> Exercise:
Respond with exact copies of the lines running from the line that contains "Query: cyclist's helmet" to the end of the material.

> Records shown:
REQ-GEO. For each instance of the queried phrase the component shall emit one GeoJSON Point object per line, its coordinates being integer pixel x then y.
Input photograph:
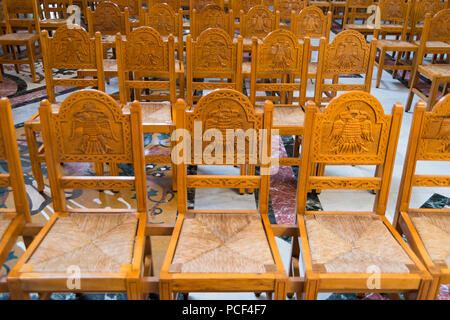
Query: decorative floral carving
{"type": "Point", "coordinates": [162, 19]}
{"type": "Point", "coordinates": [145, 50]}
{"type": "Point", "coordinates": [351, 132]}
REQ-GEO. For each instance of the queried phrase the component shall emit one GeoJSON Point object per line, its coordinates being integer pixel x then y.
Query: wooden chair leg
{"type": "Point", "coordinates": [243, 168]}
{"type": "Point", "coordinates": [34, 161]}
{"type": "Point", "coordinates": [433, 94]}
{"type": "Point", "coordinates": [31, 58]}
{"type": "Point", "coordinates": [251, 172]}
{"type": "Point", "coordinates": [311, 289]}
{"type": "Point", "coordinates": [380, 67]}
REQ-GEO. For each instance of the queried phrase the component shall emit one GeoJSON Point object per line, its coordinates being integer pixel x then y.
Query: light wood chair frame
{"type": "Point", "coordinates": [417, 151]}
{"type": "Point", "coordinates": [20, 214]}
{"type": "Point", "coordinates": [174, 282]}
{"type": "Point", "coordinates": [22, 279]}
{"type": "Point", "coordinates": [316, 281]}
{"type": "Point", "coordinates": [95, 61]}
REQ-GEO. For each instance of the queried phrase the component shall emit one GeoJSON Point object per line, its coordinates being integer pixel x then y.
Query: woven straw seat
{"type": "Point", "coordinates": [154, 112]}
{"type": "Point", "coordinates": [359, 27]}
{"type": "Point", "coordinates": [93, 242]}
{"type": "Point", "coordinates": [18, 37]}
{"type": "Point", "coordinates": [353, 243]}
{"type": "Point", "coordinates": [4, 224]}
{"type": "Point", "coordinates": [222, 243]}
{"type": "Point", "coordinates": [383, 43]}
{"type": "Point", "coordinates": [435, 44]}
{"type": "Point", "coordinates": [285, 116]}
{"type": "Point", "coordinates": [434, 231]}
{"type": "Point", "coordinates": [431, 70]}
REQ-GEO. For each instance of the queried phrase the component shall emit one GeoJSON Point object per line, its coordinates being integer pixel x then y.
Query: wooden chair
{"type": "Point", "coordinates": [213, 55]}
{"type": "Point", "coordinates": [174, 4]}
{"type": "Point", "coordinates": [211, 16]}
{"type": "Point", "coordinates": [258, 22]}
{"type": "Point", "coordinates": [360, 10]}
{"type": "Point", "coordinates": [69, 48]}
{"type": "Point", "coordinates": [419, 10]}
{"type": "Point", "coordinates": [54, 13]}
{"type": "Point", "coordinates": [108, 19]}
{"type": "Point", "coordinates": [28, 39]}
{"type": "Point", "coordinates": [435, 39]}
{"type": "Point", "coordinates": [280, 66]}
{"type": "Point", "coordinates": [357, 10]}
{"type": "Point", "coordinates": [245, 6]}
{"type": "Point", "coordinates": [313, 23]}
{"type": "Point", "coordinates": [104, 247]}
{"type": "Point", "coordinates": [348, 53]}
{"type": "Point", "coordinates": [147, 62]}
{"type": "Point", "coordinates": [13, 220]}
{"type": "Point", "coordinates": [400, 47]}
{"type": "Point", "coordinates": [425, 228]}
{"type": "Point", "coordinates": [167, 21]}
{"type": "Point", "coordinates": [200, 4]}
{"type": "Point", "coordinates": [353, 251]}
{"type": "Point", "coordinates": [285, 7]}
{"type": "Point", "coordinates": [223, 250]}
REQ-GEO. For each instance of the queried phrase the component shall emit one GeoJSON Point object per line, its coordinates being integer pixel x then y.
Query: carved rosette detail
{"type": "Point", "coordinates": [91, 127]}
{"type": "Point", "coordinates": [72, 49]}
{"type": "Point", "coordinates": [146, 51]}
{"type": "Point", "coordinates": [347, 54]}
{"type": "Point", "coordinates": [310, 22]}
{"type": "Point", "coordinates": [162, 19]}
{"type": "Point", "coordinates": [280, 52]}
{"type": "Point", "coordinates": [213, 51]}
{"type": "Point", "coordinates": [353, 128]}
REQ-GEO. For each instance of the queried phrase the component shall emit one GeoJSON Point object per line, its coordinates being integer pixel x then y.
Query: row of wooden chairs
{"type": "Point", "coordinates": [146, 61]}
{"type": "Point", "coordinates": [341, 251]}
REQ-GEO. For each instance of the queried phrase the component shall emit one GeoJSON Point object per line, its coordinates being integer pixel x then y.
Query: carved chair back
{"type": "Point", "coordinates": [167, 21]}
{"type": "Point", "coordinates": [357, 10]}
{"type": "Point", "coordinates": [142, 56]}
{"type": "Point", "coordinates": [394, 18]}
{"type": "Point", "coordinates": [174, 4]}
{"type": "Point", "coordinates": [108, 19]}
{"type": "Point", "coordinates": [429, 140]}
{"type": "Point", "coordinates": [213, 55]}
{"type": "Point", "coordinates": [9, 151]}
{"type": "Point", "coordinates": [244, 5]}
{"type": "Point", "coordinates": [258, 22]}
{"type": "Point", "coordinates": [215, 114]}
{"type": "Point", "coordinates": [200, 4]}
{"type": "Point", "coordinates": [353, 130]}
{"type": "Point", "coordinates": [17, 15]}
{"type": "Point", "coordinates": [347, 54]}
{"type": "Point", "coordinates": [55, 9]}
{"type": "Point", "coordinates": [72, 48]}
{"type": "Point", "coordinates": [211, 16]}
{"type": "Point", "coordinates": [282, 58]}
{"type": "Point", "coordinates": [91, 127]}
{"type": "Point", "coordinates": [287, 6]}
{"type": "Point", "coordinates": [436, 28]}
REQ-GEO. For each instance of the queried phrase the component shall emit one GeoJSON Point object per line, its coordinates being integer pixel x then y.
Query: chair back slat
{"type": "Point", "coordinates": [353, 130]}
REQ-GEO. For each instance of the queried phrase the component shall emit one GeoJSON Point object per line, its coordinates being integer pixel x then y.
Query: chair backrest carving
{"type": "Point", "coordinates": [259, 21]}
{"type": "Point", "coordinates": [348, 53]}
{"type": "Point", "coordinates": [211, 16]}
{"type": "Point", "coordinates": [72, 48]}
{"type": "Point", "coordinates": [429, 140]}
{"type": "Point", "coordinates": [353, 130]}
{"type": "Point", "coordinates": [213, 55]}
{"type": "Point", "coordinates": [91, 127]}
{"type": "Point", "coordinates": [108, 19]}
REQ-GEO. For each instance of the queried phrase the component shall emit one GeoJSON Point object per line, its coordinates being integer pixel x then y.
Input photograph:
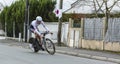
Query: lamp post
{"type": "Point", "coordinates": [26, 19]}
{"type": "Point", "coordinates": [106, 16]}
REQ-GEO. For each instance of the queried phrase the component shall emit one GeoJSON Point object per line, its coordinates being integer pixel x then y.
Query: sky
{"type": "Point", "coordinates": [66, 3]}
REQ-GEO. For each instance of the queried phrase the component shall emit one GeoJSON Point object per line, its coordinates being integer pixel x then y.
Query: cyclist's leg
{"type": "Point", "coordinates": [39, 36]}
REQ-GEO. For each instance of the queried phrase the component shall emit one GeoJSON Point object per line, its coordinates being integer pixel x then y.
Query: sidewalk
{"type": "Point", "coordinates": [99, 55]}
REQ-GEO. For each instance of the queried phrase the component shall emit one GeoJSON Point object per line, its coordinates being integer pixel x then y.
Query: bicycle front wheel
{"type": "Point", "coordinates": [49, 46]}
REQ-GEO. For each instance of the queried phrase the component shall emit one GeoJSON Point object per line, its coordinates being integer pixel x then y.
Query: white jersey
{"type": "Point", "coordinates": [35, 25]}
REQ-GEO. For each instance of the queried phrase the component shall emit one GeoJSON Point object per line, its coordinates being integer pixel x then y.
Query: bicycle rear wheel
{"type": "Point", "coordinates": [49, 46]}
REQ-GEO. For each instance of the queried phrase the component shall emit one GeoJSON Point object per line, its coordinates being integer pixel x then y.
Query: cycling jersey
{"type": "Point", "coordinates": [34, 25]}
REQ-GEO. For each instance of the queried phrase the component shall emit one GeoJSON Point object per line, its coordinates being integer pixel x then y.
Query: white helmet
{"type": "Point", "coordinates": [39, 18]}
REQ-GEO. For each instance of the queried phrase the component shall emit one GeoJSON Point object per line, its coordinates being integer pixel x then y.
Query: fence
{"type": "Point", "coordinates": [92, 34]}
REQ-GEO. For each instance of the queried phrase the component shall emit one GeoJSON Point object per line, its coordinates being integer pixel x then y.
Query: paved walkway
{"type": "Point", "coordinates": [99, 55]}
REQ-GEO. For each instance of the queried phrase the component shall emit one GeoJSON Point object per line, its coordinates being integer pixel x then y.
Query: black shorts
{"type": "Point", "coordinates": [32, 28]}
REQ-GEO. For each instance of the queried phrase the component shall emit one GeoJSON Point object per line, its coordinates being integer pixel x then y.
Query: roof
{"type": "Point", "coordinates": [87, 7]}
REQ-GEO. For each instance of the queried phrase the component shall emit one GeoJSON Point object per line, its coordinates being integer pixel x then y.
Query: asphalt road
{"type": "Point", "coordinates": [18, 55]}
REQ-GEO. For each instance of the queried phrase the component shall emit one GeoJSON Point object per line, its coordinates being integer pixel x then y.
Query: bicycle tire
{"type": "Point", "coordinates": [47, 49]}
{"type": "Point", "coordinates": [31, 41]}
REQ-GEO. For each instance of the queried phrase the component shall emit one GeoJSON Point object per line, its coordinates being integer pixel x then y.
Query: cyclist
{"type": "Point", "coordinates": [34, 29]}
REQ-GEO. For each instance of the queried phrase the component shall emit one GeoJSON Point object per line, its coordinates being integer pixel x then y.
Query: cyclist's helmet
{"type": "Point", "coordinates": [39, 18]}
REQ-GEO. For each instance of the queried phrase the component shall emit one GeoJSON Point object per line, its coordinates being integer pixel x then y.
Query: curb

> Your solution:
Query: cyclist's helmet
{"type": "Point", "coordinates": [39, 18]}
REQ-GEO. For each instance of the queried phrase the component shall emit one GeoJSON Point object per line, its coordinates being integer pixel x then y.
Query: curb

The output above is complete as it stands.